## [Task brief]
Give back exactly the lines running from the line with "Question. Indicate each instance of the green grass" to the end of the entries, and only those lines.

#### Exercise inputs

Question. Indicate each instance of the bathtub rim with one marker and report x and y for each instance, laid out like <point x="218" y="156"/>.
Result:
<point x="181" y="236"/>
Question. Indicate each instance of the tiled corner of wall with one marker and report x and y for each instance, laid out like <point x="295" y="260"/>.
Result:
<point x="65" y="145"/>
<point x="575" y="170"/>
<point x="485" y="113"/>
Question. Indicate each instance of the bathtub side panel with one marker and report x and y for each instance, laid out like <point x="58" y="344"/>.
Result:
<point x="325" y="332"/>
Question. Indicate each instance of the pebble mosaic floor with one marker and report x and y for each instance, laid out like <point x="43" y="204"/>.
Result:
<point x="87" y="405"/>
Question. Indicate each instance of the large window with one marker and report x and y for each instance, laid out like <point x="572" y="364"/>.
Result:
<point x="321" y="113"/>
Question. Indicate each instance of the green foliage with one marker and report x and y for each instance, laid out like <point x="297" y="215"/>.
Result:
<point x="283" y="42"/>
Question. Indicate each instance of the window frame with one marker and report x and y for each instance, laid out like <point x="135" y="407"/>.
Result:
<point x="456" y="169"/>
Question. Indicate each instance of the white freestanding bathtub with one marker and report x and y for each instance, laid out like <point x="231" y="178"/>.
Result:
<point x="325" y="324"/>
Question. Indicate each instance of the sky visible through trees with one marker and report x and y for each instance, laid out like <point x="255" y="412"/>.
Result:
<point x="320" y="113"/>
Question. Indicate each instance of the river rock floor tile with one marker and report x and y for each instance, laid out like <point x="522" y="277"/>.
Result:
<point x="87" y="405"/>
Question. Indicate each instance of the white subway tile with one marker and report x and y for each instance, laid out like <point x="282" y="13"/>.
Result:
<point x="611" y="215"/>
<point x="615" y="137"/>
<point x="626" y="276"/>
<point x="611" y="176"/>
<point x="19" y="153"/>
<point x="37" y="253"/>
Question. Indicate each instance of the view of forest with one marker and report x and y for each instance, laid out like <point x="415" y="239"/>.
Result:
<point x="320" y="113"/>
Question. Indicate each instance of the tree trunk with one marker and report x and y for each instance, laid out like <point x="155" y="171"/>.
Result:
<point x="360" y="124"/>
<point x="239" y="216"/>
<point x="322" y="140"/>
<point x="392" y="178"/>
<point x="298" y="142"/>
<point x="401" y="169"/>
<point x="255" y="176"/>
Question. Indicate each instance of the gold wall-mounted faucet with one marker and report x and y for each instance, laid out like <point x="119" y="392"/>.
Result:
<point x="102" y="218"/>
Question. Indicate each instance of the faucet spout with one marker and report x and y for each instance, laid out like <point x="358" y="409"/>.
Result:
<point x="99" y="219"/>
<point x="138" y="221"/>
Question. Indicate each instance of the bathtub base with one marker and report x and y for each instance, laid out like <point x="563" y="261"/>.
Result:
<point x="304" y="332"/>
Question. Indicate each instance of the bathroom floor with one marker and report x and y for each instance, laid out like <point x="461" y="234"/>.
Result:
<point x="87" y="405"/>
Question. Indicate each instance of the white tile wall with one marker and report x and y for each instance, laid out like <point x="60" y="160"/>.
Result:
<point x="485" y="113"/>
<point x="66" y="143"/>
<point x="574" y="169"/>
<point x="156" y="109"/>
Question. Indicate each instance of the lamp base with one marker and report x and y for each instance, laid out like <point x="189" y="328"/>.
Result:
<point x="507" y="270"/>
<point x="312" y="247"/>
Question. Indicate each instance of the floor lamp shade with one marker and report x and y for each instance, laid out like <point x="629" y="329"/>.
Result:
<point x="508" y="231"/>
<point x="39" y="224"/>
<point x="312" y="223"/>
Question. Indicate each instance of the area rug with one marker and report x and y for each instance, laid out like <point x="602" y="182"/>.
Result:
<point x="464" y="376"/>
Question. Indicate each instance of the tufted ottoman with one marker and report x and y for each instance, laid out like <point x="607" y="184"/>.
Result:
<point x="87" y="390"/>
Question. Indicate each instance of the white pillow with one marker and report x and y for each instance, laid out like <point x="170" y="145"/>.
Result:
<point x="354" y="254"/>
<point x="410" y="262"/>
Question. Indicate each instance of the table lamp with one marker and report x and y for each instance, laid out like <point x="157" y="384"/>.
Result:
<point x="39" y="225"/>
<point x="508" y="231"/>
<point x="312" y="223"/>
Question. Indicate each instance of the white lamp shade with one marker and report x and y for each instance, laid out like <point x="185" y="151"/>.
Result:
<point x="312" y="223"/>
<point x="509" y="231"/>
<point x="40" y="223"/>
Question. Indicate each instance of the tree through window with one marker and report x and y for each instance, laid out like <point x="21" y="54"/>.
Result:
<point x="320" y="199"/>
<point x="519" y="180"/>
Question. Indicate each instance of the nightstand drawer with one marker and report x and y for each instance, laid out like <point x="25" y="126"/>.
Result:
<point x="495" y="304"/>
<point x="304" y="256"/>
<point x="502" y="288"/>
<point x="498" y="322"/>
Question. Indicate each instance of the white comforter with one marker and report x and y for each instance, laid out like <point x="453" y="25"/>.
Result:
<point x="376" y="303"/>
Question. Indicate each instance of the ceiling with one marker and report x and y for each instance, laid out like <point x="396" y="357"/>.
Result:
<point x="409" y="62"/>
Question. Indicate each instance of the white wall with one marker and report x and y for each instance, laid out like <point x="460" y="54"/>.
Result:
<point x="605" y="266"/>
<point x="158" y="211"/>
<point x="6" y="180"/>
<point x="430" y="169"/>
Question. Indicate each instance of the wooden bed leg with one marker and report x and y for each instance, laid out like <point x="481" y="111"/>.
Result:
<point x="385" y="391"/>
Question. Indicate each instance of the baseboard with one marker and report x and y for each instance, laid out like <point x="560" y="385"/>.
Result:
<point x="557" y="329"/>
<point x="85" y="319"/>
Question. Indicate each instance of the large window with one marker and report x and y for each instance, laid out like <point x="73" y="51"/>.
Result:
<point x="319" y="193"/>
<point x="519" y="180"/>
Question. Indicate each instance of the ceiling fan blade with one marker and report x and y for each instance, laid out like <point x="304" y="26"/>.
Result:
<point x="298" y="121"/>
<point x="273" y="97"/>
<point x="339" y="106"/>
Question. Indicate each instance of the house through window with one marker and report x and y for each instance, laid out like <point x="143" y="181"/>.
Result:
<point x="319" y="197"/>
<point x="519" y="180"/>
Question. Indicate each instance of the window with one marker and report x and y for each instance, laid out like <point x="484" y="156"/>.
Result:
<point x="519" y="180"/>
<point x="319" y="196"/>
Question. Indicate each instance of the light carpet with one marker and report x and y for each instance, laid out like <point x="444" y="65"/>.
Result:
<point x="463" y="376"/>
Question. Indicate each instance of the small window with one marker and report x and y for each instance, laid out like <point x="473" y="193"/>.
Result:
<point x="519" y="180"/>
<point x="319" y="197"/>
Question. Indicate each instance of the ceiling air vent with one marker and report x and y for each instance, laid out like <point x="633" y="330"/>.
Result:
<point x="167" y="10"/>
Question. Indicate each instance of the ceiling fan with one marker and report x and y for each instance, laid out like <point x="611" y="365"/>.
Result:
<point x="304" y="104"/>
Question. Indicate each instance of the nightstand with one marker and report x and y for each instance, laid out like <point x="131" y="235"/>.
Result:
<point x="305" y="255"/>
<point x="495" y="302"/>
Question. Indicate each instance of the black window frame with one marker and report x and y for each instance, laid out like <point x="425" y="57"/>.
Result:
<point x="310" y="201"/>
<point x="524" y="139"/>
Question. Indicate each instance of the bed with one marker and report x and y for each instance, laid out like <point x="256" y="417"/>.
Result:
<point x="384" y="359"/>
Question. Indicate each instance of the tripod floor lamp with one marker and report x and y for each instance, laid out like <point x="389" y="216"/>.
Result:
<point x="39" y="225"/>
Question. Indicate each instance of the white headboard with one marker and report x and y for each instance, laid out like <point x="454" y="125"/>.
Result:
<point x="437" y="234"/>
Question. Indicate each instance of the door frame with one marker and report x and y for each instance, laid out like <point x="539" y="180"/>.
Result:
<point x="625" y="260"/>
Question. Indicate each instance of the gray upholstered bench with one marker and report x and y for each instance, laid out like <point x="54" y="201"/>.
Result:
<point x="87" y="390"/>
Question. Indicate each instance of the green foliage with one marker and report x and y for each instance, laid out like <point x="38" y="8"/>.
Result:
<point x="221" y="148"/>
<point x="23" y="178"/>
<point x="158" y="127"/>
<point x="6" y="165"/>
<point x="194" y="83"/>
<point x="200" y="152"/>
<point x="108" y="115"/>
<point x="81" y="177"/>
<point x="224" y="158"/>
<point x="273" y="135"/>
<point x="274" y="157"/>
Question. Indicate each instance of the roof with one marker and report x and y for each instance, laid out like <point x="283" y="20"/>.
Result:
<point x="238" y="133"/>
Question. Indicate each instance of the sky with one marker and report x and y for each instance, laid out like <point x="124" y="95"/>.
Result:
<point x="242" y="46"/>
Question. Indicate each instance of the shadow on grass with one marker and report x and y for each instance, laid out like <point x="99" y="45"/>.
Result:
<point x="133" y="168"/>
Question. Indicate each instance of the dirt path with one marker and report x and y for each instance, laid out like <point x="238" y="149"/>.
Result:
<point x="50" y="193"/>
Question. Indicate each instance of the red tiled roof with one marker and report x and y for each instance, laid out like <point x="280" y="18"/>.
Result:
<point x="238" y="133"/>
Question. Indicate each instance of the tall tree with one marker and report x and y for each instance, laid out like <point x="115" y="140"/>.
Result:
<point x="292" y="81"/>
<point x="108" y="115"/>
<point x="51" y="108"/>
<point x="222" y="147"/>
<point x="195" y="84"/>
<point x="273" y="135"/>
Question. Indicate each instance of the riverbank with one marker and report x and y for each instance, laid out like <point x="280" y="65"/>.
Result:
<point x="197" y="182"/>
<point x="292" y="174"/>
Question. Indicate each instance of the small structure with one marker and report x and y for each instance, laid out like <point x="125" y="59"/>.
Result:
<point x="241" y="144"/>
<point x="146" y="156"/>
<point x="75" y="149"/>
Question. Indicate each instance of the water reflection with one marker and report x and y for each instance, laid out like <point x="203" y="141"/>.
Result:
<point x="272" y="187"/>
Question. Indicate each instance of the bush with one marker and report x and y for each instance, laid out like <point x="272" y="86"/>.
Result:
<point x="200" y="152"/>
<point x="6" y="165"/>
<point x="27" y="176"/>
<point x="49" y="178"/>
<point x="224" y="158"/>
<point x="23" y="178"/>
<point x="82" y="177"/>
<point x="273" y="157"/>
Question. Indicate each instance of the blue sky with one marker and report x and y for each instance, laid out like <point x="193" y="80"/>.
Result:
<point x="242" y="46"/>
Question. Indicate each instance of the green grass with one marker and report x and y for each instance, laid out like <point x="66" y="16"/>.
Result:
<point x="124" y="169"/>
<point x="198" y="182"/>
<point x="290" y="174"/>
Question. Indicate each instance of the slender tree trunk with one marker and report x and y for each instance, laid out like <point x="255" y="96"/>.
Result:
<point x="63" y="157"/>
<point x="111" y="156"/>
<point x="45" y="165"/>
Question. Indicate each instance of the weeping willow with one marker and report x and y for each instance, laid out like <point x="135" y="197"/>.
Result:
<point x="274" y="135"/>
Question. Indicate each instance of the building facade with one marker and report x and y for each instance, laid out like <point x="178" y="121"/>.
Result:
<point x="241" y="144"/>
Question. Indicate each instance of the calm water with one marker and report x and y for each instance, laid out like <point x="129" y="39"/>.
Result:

########

## [Finished task]
Question. Indicate each instance of the green grass with one marker and report x and y for each instance, laid out like <point x="66" y="16"/>.
Result:
<point x="124" y="169"/>
<point x="198" y="182"/>
<point x="290" y="174"/>
Question. Indicate each instance of the slender tree trunk with one marker and report x and y for each instance, laid out like <point x="255" y="96"/>.
Result:
<point x="63" y="157"/>
<point x="111" y="156"/>
<point x="45" y="165"/>
Question. Indicate each instance of the weeping willow with one marker and report x and y for each instance, laid out like <point x="135" y="197"/>.
Result:
<point x="274" y="135"/>
Question. Indicate each instance of the building facade with one marker and report x and y for each instance, laid out like <point x="178" y="121"/>.
Result:
<point x="241" y="144"/>
Question. Indicate each instance of the calm water with one marker and report x and y for each instance, laid out like <point x="129" y="39"/>.
Result:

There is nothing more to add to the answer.